### Task to carry out
Repeat every line of the material below, with the requests kept as they are, and add -61 to each bounding-box coordinate in the answers. Leave the pictures out of your reply.

### Records for this task
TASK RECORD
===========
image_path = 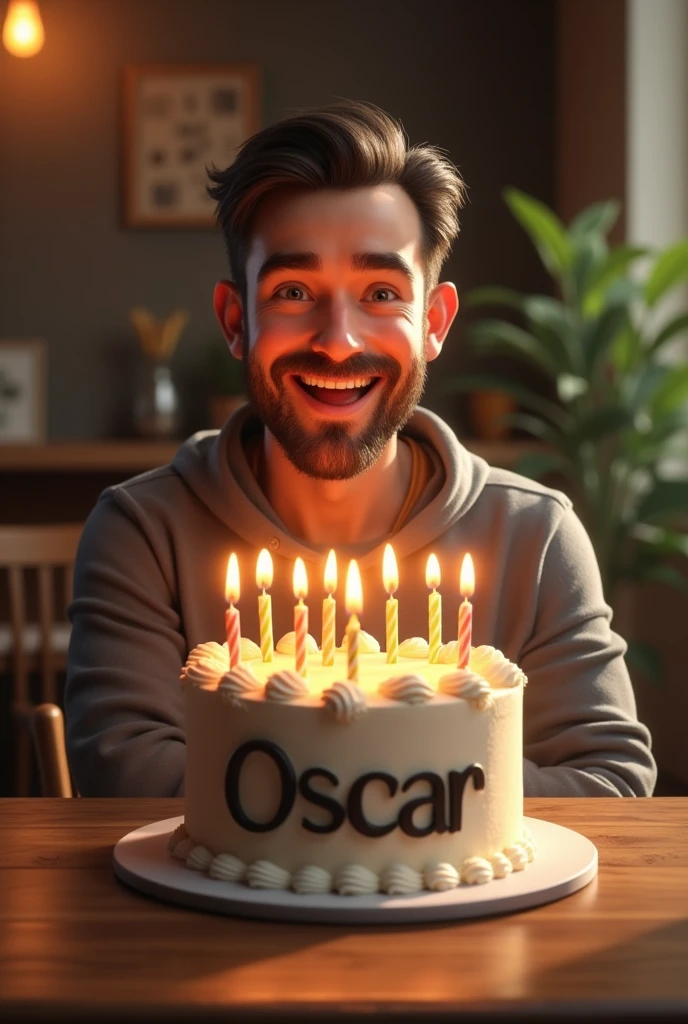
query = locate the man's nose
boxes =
[311,299,366,362]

### Output of the task
TASK RECORD
===========
image_path = 
query = locate the man's nose
boxes =
[250,238,305,301]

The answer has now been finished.